* _Document section_:
####
Where an applicant was notified prior to 1st December 2005 the applicant is deemed by item 42 of Sch.1 of the Migration Litigation Reform Act 2005 (Cth) to have been actually notified of the decision on 1st December 2005. In such a situation the applicant must file an application within 28 days or else if the application is filed outside that time it must seek an extension of time, but if the application is filed more than 84 days from 1st December 2005 the Court has no jurisdiction.
In this case there is evidence that the Tribunal signed its decision on 26th February 1999 and posted a copy of that decision to the applicant at his home address at the time that same day be registered post. There is evidence that that document was not returned unclaimed. The letter written by Adrian Joel and Co to the Ministerial Liaison Unit on
17th March 1999 seeks the intervention by the Minister under the provisions of s.417 of the Migration Act 1958 (Cth).
As the letter itself points out s.417 of the Migration Act 1958(Cth) affords the Minister with discretion to substitute for a decision of the Refugee Review Tribunal a decision more favourable to the applicant if it is in the public interest to do so. The letter goes on to say:
The Tribunal conducted two hearings in this matter and on
26th February 1999 affirmed the primary decision to refuse the applicant -
Whose name I will not quote in order to comply with s.91X of the Migration Act 1958 (Cth):
a protection visa.
The applicant has given evidence today that he did indeed instruct those solicitors to act for him and he did take with him and hand over to the solicitor’s documents relating to his rejection by the Refugee Review Tribunal. I am satisfied that that evidence allows me to find that the applicant was actually notified of the decision of the Refugee Review Tribunal at some time after 26th February and prior to
17th March 1999. It therefore must follow that as the applicant was notified during that period of time he was notified prior to
1st December 2005. As such time for filing an application for review runs from 1st December 2005.
In order for the application to have been filed in time the applicant would have to have filed his application by, at the very latest,
23rd February 2006. He did not file his application until 23rd April 2007. That is well outside the time provided by s.477 of the Migration Act 1958 (Cth). It follows that the Court has no jurisdiction to hear the application for review of the Tribunal decision. I would comment in passing that the applicant has been physically present in Australia since 27th June 1996. He has therefore lived in this country for one month less than 11 years.
####
* _Listing_:
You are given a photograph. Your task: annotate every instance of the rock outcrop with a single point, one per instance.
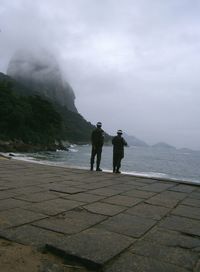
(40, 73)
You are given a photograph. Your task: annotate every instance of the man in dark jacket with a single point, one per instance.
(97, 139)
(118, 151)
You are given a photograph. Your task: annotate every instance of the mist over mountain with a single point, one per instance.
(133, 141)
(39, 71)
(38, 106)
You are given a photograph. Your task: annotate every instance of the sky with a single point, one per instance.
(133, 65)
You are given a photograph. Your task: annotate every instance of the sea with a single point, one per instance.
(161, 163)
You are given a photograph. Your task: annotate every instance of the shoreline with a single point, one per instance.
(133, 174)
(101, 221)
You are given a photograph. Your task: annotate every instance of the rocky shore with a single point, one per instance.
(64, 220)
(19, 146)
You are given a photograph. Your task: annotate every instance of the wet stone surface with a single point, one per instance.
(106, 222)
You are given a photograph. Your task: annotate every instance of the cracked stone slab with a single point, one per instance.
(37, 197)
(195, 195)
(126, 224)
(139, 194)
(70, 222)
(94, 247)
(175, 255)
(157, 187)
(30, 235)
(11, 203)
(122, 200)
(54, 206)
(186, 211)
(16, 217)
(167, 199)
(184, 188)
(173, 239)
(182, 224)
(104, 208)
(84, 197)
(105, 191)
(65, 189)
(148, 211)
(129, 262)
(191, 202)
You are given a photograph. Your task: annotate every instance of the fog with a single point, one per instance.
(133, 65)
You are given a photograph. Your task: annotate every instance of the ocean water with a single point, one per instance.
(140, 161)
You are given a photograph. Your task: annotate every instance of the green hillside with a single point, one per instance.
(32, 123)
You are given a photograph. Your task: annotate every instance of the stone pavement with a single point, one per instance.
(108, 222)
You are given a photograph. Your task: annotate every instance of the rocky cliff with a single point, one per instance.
####
* _Short problem 1_: According to the court judgment, on what date did the Tribunal sign its decision?
* _Short problem 2_: Reproduce everything in the court judgment from "The applicant has given" down to "from 1st December 2005.", word for word.

* _Exercise response 1_: 26th February 1999

* _Exercise response 2_:
The applicant has given evidence today that he did indeed instruct those solicitors to act for him and he did take with him and hand over to the solicitor’s documents relating to his rejection by the Refugee Review Tribunal. I am satisfied that that evidence allows me to find that the applicant was actually notified of the decision of the Refugee Review Tribunal at some time after 26th February and prior to
17th March 1999. It therefore must follow that as the applicant was notified during that period of time he was notified prior to
1st December 2005. As such time for filing an application for review runs from 1st December 2005.